▶ Instruções do exercício:
**A.** Traduza para o inglês a frase "Não há necessidades universais na existência humana.", que aparece no trecho sobre o procedimento arqueogenealógico.
**B.** Dê prosseguimento ao texto sobre o olhar do genealogista, começando logo após a última frase apresentada.

▶ Trecho para leitura:
O procedimento arqueogenealógico é crítico por excelência, mostra que aquilo que tomamos por evidente e certo foi saber produzido, tem um lugar, uma marca. Por isso mesmo, pode ser criticado, transformado e até mesmo destruído. Foucault considera que a filosofia pode mudar alguma coisa no espírito das pessoas. Aquilo que se toma por óbvio é fruto de um certo tipo de dominação, embutida em saberes que carregam poderes, e que a própria humanidade produziu. Esse é o trabalho do genealogista, crítico do presente, desestabilizador das evidências. Não há necessidades universais na existência humana. Tal como Nietzsche,Page 42o filósofo/historiador vê o lado cinza da história. Enquanto a história tradicional é finalista, contínua, progressiva, para o genealogista, não há essências fixas, leis de base, nem verdade fundamentada em moldes metafísicos. As recorrências, os jogos localizados dispensam a busca de um sentido mais profundo, causal. Seu olhar contempla a superfície, detectando nossas máscaras, atento a detalhes, a minúcias.

▶ Dados fornecidos:
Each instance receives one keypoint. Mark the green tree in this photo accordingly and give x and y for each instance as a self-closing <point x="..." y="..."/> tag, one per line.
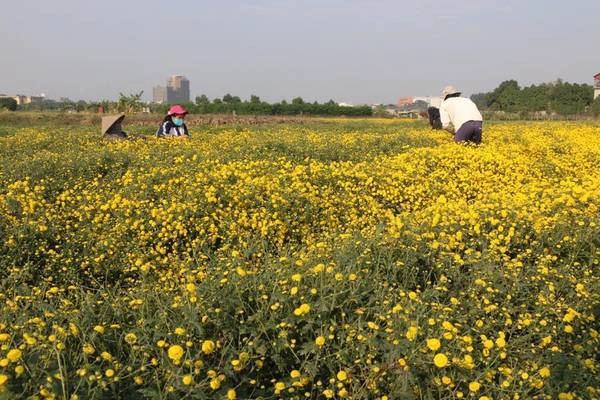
<point x="131" y="103"/>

▶ Resultados esperados:
**A.** There are no universal necessities in human existence.

**B.**
O sujeito moderno é fruto de certas interpretações, que, muitas vezes, cristalizam-se em essências, que provêm de práticas. Como não há o segredo, pois tudo é já interpretação, o arqueogenealogista não é um exegeta, quer dizer, não faz hermenêutica, não busca o sentido escondido, nem a proliferação de sentido, porque as interpretações foram impostas e os limites são elas mesmas que traçam, mediante regras, institucionalização de práticas, estabilização de sistemas, cujo funcionamento cria valores, saber, poder. O genealogista faz a história dessas interpretações, e o que ele analisa e deixa à mostra não é a verdade, mas sim as dispersões, os acidentes, os...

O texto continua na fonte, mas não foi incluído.